◆ DOCUMENT EXCERPT:
Today’s Special Guest Bloggers: My Three Dogs

May 10, 2010

Yes, that is right. I am handing over my writerly duty to my four legged furry friends. Lily is the miniature dachshund. Gracie is the golden retriever. And, Noelle is the miniature poodle. With that, I’ll slide the keyboard over to them.


Hmmmm… ok? They were more or less just biting the laptop all at once. Maybe I should take dictation from them. And with out further ado:


They are partly barking at each other and partly what they think is a squirrel outside which is really just some leaves in the wind. Eureka! They need a topic discuss. I’ll ask questions. Open to the floor – what do you think of the UFC cutting Paul “Semtex” Daley for his post-fight sucker punch on Josh Koscheck?

…………….WWWWHHHHHHOOOOOOOFFFFFF!!! BARK BARK BARK BARK BARK BARK BARK BARK BARK BARK BARK BARK BARK BARK Good riddance, he’s a scumbag BARK BARK BARK BARK!!!!!! HOOOOOWWWWWWLLLLLLLLL!!!!! Much ado about nothing could’ve let him stay. Whoof! Whoof! Whoof! WHOOF! WHOOF! WHOOF! I don’t remember it I was really drunk. BARK! WHOOF! HOOOOWWWWWLLLLL!

Ok? What do you all think of Kimbo being released from the UFC?

…………….WWWWHHHHHHOOOOOOOFFFFFF!!! BARK BARK BARK BARK BARK BARK BARK BARK BARK BARK BARK BARK BARK BARK Good riddance, he’s a scumbag BARK BARK BARK BARK!!!!!! HOOOOOWWWWWWLLLLLLLLL!!!!! Much ado about nothing could’ve let him stay. Whoof! Whoof! Whoof! WHOOF! WHOOF! WHOOF! I don’t remember it I was really drunk. BARK! WHOOF! HOOOOWWWWWLLLLL!

Hmmmm, maybe I should have taught my dogs how to say more than “Good riddance he’s a scumbag”, “Much ado about nothing could’ve let him stay” and “I don’t remember it I was really drunk”. This has never been an issue until this very moment.

Maybe “words” are not their strong suit. Let’s just go to the video tape.

I don’t think the UFC had to get rid of Paul Daley for his after the bell illegal sucker punch on Josh Koscheck. They have every right to get rid of him and I understand their point. At the same time, it isn’t the biggest deal in the world. Athletes in other sports swing on each other pretty regularly and their sports don’t involve punching each other in the face for 15 minutes. I also really don’t care about Daley in the slightest. I think he is a good fighter and always have, but I also do not believe he is an unique talent. The next generation of fighters are coming through the gates every day and each one is bigger, stronger, and faster than the previous. Daley will be replaced as the KO artist of the Welterweight division soon enough.

As for Kimbo. Oh the poetry I could write for Kimbo. I love Kimbo and believe that he should have a contract with the UFC for as long as he likes. Saturday night’s fights were in Montreal, Quebec, Canada. Out of all the fighters, including Canadian fighters including Canadian fighters from Montreal, Kimbo got the biggest ovation from the crowd. Why? Because we all fucking love Kimbo! Ok, so he lost. Big fucking deal. He’s lost before and people still love him. Just allow Kimbo to fight whoever and win or lose the crowd will still cheer their balls off for him.

◆ GOAL 1: Reproduce the passage of the dog guest-blogger post starting with "They are partly" and going on through "from the UFC?".
◆ GOAL 2: Transcribe the listing word for word, starting with its first line and going on through the line with "top-left (337, 65), bottom-right (455, 112)", both ends included. Leave the pictures out.

◆ TASK INPUTS:
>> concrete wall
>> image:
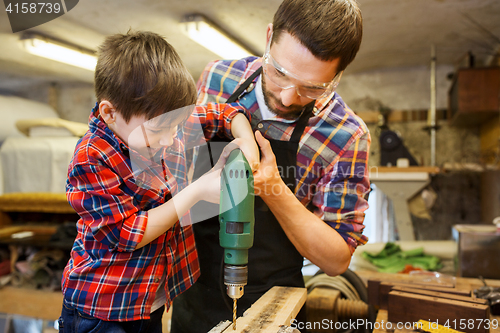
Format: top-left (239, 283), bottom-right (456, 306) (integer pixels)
top-left (337, 66), bottom-right (454, 112)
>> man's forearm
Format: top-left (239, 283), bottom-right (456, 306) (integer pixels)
top-left (262, 182), bottom-right (351, 276)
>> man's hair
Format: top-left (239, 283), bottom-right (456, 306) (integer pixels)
top-left (272, 0), bottom-right (363, 72)
top-left (94, 31), bottom-right (196, 122)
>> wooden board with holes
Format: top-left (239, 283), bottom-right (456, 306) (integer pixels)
top-left (387, 290), bottom-right (490, 333)
top-left (210, 287), bottom-right (307, 333)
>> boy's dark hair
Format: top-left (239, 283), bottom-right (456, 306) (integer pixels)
top-left (272, 0), bottom-right (363, 72)
top-left (94, 31), bottom-right (196, 122)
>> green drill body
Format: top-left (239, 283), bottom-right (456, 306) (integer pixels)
top-left (219, 149), bottom-right (255, 266)
top-left (219, 149), bottom-right (255, 330)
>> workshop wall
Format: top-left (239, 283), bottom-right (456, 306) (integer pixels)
top-left (337, 65), bottom-right (455, 112)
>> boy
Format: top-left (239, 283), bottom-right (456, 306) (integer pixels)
top-left (59, 32), bottom-right (258, 333)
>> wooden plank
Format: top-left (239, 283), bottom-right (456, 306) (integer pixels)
top-left (388, 291), bottom-right (490, 333)
top-left (379, 282), bottom-right (471, 310)
top-left (217, 287), bottom-right (307, 333)
top-left (0, 192), bottom-right (75, 213)
top-left (0, 286), bottom-right (63, 320)
top-left (306, 287), bottom-right (340, 333)
top-left (392, 285), bottom-right (488, 304)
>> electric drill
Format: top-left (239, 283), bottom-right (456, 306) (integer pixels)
top-left (219, 149), bottom-right (255, 330)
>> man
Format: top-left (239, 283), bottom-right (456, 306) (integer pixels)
top-left (172, 0), bottom-right (370, 333)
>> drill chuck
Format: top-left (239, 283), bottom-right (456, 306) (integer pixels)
top-left (224, 265), bottom-right (248, 299)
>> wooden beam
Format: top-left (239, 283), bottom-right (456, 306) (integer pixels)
top-left (378, 282), bottom-right (471, 310)
top-left (392, 285), bottom-right (488, 304)
top-left (387, 291), bottom-right (490, 333)
top-left (210, 287), bottom-right (307, 333)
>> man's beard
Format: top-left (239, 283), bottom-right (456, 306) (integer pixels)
top-left (262, 75), bottom-right (304, 120)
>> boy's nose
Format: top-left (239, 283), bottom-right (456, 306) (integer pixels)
top-left (280, 86), bottom-right (300, 106)
top-left (159, 133), bottom-right (174, 146)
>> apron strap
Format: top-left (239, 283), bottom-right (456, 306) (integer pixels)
top-left (290, 101), bottom-right (315, 142)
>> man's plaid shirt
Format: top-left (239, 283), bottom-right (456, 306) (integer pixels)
top-left (62, 104), bottom-right (242, 321)
top-left (197, 57), bottom-right (371, 253)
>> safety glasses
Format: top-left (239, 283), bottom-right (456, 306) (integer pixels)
top-left (262, 37), bottom-right (342, 99)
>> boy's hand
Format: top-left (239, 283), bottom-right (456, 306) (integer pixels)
top-left (228, 137), bottom-right (260, 173)
top-left (192, 140), bottom-right (243, 204)
top-left (254, 131), bottom-right (286, 198)
top-left (231, 113), bottom-right (260, 173)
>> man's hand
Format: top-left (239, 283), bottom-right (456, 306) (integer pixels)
top-left (254, 131), bottom-right (288, 199)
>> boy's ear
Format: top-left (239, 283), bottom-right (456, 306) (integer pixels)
top-left (266, 23), bottom-right (273, 45)
top-left (99, 100), bottom-right (116, 125)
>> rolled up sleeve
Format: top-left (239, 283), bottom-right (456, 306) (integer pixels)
top-left (313, 132), bottom-right (371, 253)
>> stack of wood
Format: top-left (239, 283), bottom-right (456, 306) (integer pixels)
top-left (368, 279), bottom-right (490, 333)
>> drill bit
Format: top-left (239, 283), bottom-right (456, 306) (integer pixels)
top-left (233, 298), bottom-right (236, 331)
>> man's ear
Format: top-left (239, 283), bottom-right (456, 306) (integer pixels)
top-left (99, 100), bottom-right (116, 125)
top-left (266, 23), bottom-right (273, 45)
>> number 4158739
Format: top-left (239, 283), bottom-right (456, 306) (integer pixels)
top-left (5, 2), bottom-right (61, 14)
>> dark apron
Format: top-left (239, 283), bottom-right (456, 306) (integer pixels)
top-left (171, 70), bottom-right (314, 333)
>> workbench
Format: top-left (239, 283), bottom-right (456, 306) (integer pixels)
top-left (356, 271), bottom-right (500, 333)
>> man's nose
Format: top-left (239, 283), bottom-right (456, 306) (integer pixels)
top-left (280, 86), bottom-right (300, 106)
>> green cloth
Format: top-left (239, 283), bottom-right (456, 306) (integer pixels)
top-left (361, 242), bottom-right (441, 273)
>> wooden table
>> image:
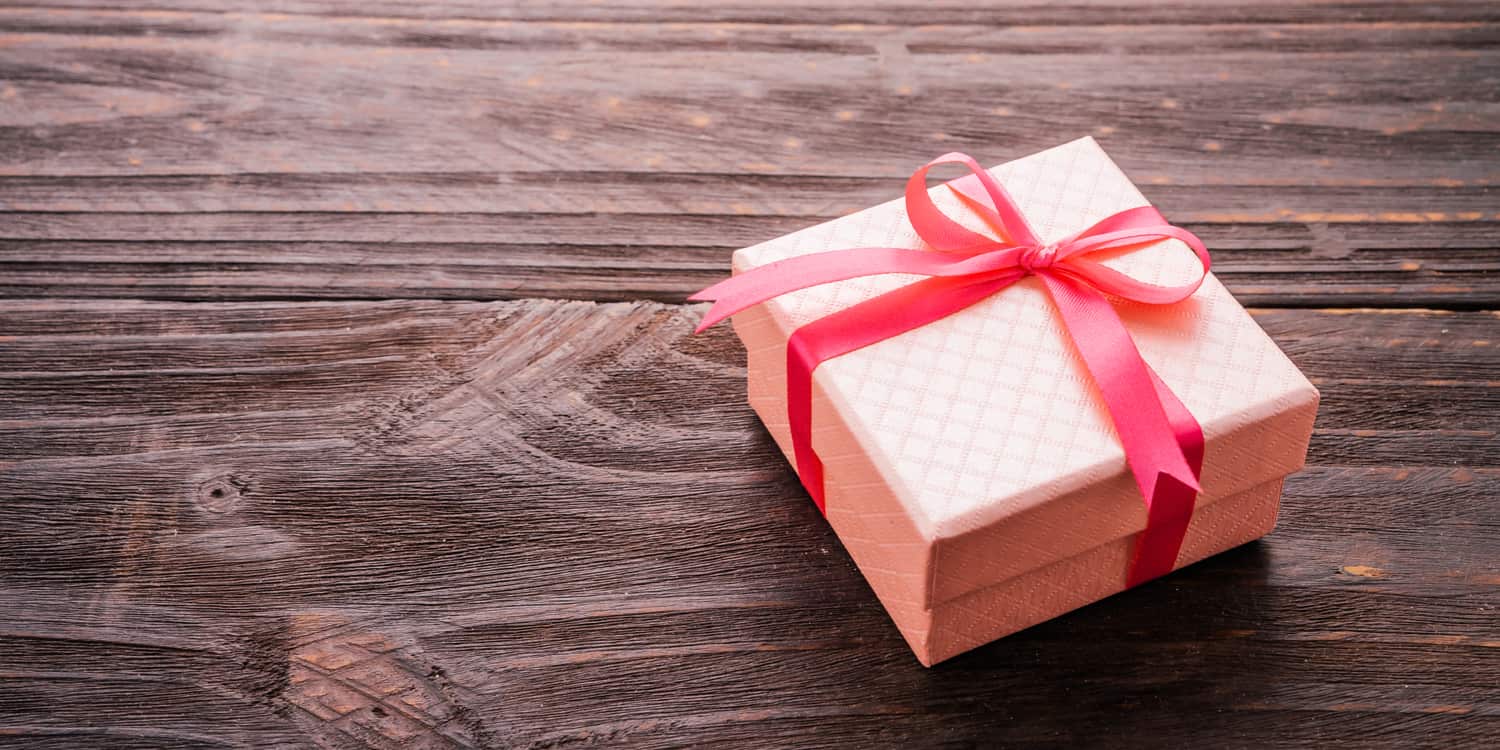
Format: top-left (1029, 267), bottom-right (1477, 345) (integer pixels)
top-left (0, 0), bottom-right (1500, 749)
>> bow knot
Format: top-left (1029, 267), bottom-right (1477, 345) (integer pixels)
top-left (689, 153), bottom-right (1209, 585)
top-left (1017, 243), bottom-right (1058, 273)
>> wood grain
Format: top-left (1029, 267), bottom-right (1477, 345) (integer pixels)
top-left (0, 0), bottom-right (1500, 750)
top-left (0, 302), bottom-right (1500, 747)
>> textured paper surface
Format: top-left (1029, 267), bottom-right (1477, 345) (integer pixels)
top-left (734, 138), bottom-right (1317, 666)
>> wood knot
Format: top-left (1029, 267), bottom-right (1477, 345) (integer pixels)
top-left (195, 474), bottom-right (249, 513)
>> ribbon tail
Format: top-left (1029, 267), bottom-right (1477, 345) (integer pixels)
top-left (786, 272), bottom-right (1022, 515)
top-left (689, 246), bottom-right (1020, 332)
top-left (1040, 273), bottom-right (1203, 587)
top-left (1125, 365), bottom-right (1203, 587)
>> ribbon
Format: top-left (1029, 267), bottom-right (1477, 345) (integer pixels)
top-left (689, 153), bottom-right (1209, 587)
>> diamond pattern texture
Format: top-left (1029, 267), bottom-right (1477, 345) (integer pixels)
top-left (734, 138), bottom-right (1317, 660)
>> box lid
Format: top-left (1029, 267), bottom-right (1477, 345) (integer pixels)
top-left (734, 138), bottom-right (1317, 608)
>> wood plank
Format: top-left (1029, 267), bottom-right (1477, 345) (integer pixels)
top-left (0, 300), bottom-right (1500, 749)
top-left (8, 0), bottom-right (1500, 26)
top-left (0, 3), bottom-right (1500, 309)
top-left (0, 219), bottom-right (1500, 309)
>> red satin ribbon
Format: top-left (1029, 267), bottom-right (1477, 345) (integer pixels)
top-left (690, 153), bottom-right (1209, 587)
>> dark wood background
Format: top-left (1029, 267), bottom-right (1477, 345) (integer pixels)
top-left (0, 0), bottom-right (1500, 750)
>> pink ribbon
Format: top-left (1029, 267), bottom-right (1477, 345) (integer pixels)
top-left (689, 153), bottom-right (1209, 587)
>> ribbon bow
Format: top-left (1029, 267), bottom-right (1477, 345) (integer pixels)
top-left (689, 153), bottom-right (1209, 587)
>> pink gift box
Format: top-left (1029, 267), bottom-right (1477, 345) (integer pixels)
top-left (720, 138), bottom-right (1319, 665)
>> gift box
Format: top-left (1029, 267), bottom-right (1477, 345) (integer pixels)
top-left (705, 138), bottom-right (1319, 666)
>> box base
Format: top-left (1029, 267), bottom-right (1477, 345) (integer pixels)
top-left (876, 479), bottom-right (1283, 666)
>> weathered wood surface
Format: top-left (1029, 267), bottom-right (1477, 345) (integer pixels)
top-left (0, 0), bottom-right (1500, 749)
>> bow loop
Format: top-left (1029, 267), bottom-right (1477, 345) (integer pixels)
top-left (689, 153), bottom-right (1209, 585)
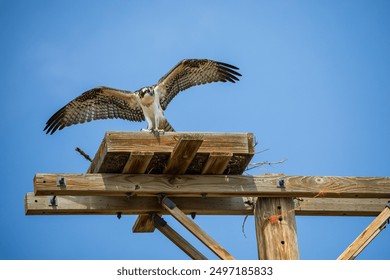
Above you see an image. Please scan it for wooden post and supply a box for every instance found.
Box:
[337,203,390,260]
[254,197,299,260]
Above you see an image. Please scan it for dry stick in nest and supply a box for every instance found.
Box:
[75,147,92,162]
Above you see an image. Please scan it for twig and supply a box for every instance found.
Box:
[75,147,92,162]
[245,159,286,171]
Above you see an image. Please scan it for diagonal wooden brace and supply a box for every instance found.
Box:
[161,197,234,260]
[152,214,207,260]
[337,202,390,260]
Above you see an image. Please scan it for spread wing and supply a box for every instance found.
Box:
[157,59,241,110]
[44,87,145,134]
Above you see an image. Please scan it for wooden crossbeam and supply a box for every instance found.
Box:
[132,214,155,233]
[122,152,154,174]
[337,204,390,260]
[161,197,234,260]
[88,132,254,174]
[202,153,233,175]
[34,174,390,198]
[164,137,203,174]
[25,193,388,217]
[152,215,207,260]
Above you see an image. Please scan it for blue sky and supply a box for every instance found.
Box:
[0,0,390,259]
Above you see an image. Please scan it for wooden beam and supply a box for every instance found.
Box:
[122,152,154,174]
[254,197,299,260]
[132,212,155,233]
[164,137,203,174]
[153,215,207,260]
[93,131,254,154]
[25,193,388,216]
[162,197,234,260]
[337,204,390,260]
[88,132,254,174]
[34,173,390,198]
[202,153,233,175]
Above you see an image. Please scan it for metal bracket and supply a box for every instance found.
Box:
[57,177,66,188]
[153,214,167,227]
[161,197,176,209]
[49,196,58,206]
[276,179,286,188]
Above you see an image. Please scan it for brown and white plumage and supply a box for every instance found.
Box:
[44,59,241,134]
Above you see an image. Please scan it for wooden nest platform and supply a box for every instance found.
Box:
[88,132,254,175]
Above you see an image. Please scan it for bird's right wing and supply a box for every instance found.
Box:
[44,87,145,134]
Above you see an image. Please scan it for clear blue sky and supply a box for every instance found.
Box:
[0,0,390,259]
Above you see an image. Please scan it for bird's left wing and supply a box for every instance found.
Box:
[156,59,241,110]
[44,87,145,134]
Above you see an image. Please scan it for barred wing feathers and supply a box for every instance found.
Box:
[157,59,241,110]
[44,87,145,134]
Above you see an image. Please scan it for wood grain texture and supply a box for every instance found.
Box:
[154,215,207,260]
[338,206,390,260]
[162,198,234,260]
[201,153,233,175]
[87,132,254,175]
[164,137,203,174]
[34,173,390,198]
[132,215,155,233]
[25,193,388,216]
[254,197,299,260]
[122,152,154,174]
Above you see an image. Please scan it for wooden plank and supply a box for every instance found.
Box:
[153,215,207,260]
[122,152,154,174]
[337,205,390,260]
[254,197,299,260]
[99,132,254,154]
[25,193,388,216]
[34,173,390,198]
[295,197,389,216]
[164,136,203,174]
[88,132,254,175]
[202,153,233,175]
[161,197,234,260]
[87,140,108,173]
[132,212,155,233]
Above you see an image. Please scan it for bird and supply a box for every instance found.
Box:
[43,59,241,134]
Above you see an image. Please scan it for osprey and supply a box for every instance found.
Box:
[44,59,241,134]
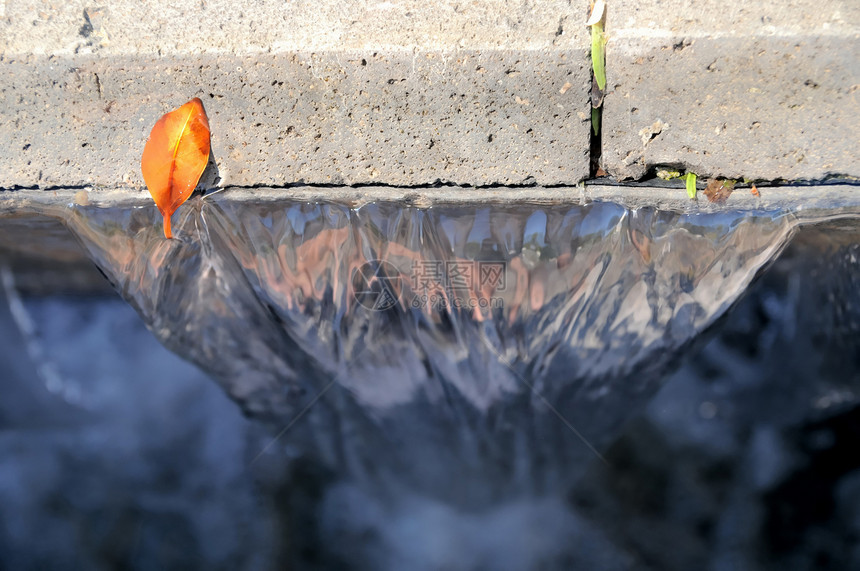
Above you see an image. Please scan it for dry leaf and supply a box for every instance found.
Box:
[140,97,210,238]
[704,178,735,204]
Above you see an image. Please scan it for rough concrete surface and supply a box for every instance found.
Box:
[0,0,590,188]
[603,0,860,180]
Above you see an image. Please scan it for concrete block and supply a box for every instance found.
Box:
[602,0,860,180]
[0,0,590,188]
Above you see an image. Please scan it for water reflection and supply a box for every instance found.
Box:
[45,195,795,506]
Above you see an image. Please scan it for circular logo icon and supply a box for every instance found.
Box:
[352,260,401,311]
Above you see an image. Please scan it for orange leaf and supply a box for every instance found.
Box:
[140,97,210,238]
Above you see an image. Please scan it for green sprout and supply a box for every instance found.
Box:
[591,22,606,91]
[687,172,696,198]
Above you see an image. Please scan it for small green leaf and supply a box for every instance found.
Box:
[657,169,681,180]
[687,172,696,198]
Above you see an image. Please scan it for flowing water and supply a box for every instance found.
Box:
[6,195,798,509]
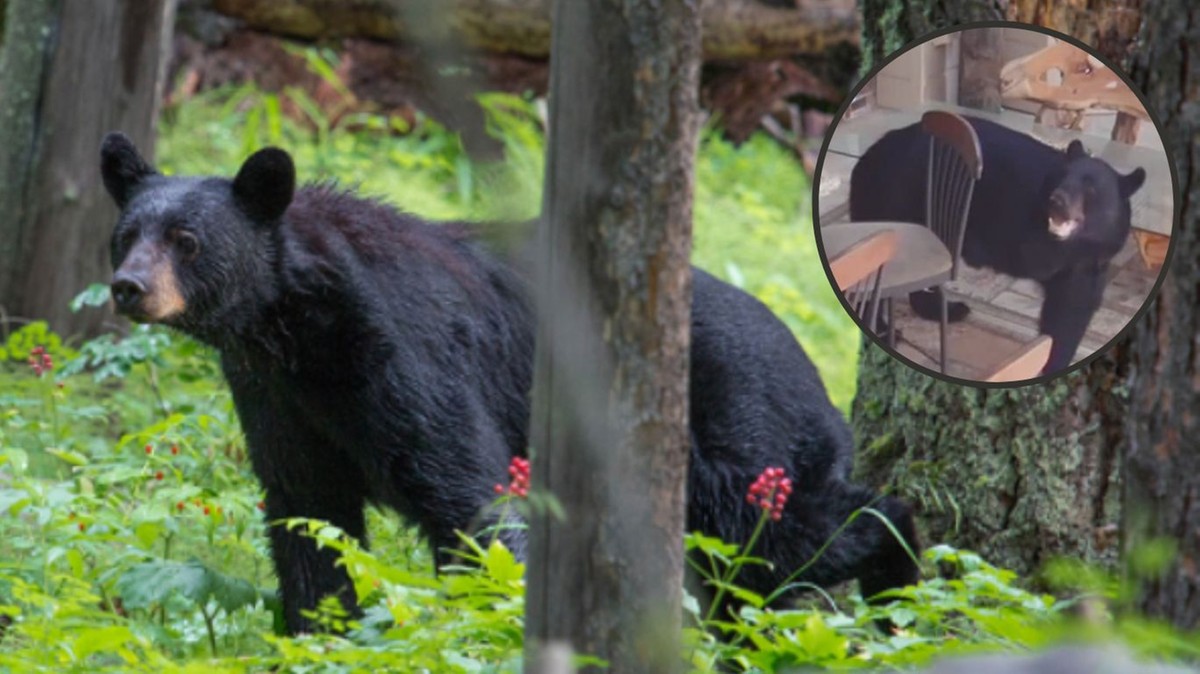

◆ COMPLETE RESPONSE 1:
They are partly barking at each other and partly what they think is a squirrel outside which is really just some leaves in the wind. Eureka! They need a topic discuss. I’ll ask questions. Open to the floor – what do you think of the UFC cutting Paul “Semtex” Daley for his post-fight sucker punch on Josh Koscheck?

…………….WWWWHHHHHHOOOOOOOFFFFFF!!! BARK BARK BARK BARK BARK BARK BARK BARK BARK BARK BARK BARK BARK BARK Good riddance, he’s a scumbag BARK BARK BARK BARK!!!!!! HOOOOOWWWWWWLLLLLLLLL!!!!! Much ado about nothing could’ve let him stay. Whoof! Whoof! Whoof! WHOOF! WHOOF! WHOOF! I don’t remember it I was really drunk. BARK! WHOOF! HOOOOWWWWWLLLLL!

Ok? What do you all think of Kimbo being released from the UFC?

◆ COMPLETE RESPONSE 2:
>> concrete wall
>> image:
Format: top-left (239, 283), bottom-right (456, 306) (integer pixels)
top-left (337, 66), bottom-right (454, 112)
>> man's forearm
Format: top-left (239, 283), bottom-right (456, 306) (integer pixels)
top-left (262, 182), bottom-right (351, 276)
>> man's hair
Format: top-left (239, 283), bottom-right (456, 306) (integer pixels)
top-left (272, 0), bottom-right (363, 72)
top-left (94, 31), bottom-right (196, 122)
>> wooden board with holes
Format: top-left (239, 283), bottom-right (456, 306) (integer pixels)
top-left (387, 290), bottom-right (490, 333)
top-left (210, 287), bottom-right (307, 333)
>> boy's dark hair
Format: top-left (239, 283), bottom-right (456, 306) (integer pixels)
top-left (272, 0), bottom-right (363, 72)
top-left (94, 31), bottom-right (196, 122)
>> green drill body
Format: top-left (239, 283), bottom-right (456, 306) (integer pixels)
top-left (219, 149), bottom-right (255, 266)
top-left (219, 149), bottom-right (255, 330)
>> workshop wall
Format: top-left (239, 283), bottom-right (456, 306) (integer pixels)
top-left (337, 65), bottom-right (455, 112)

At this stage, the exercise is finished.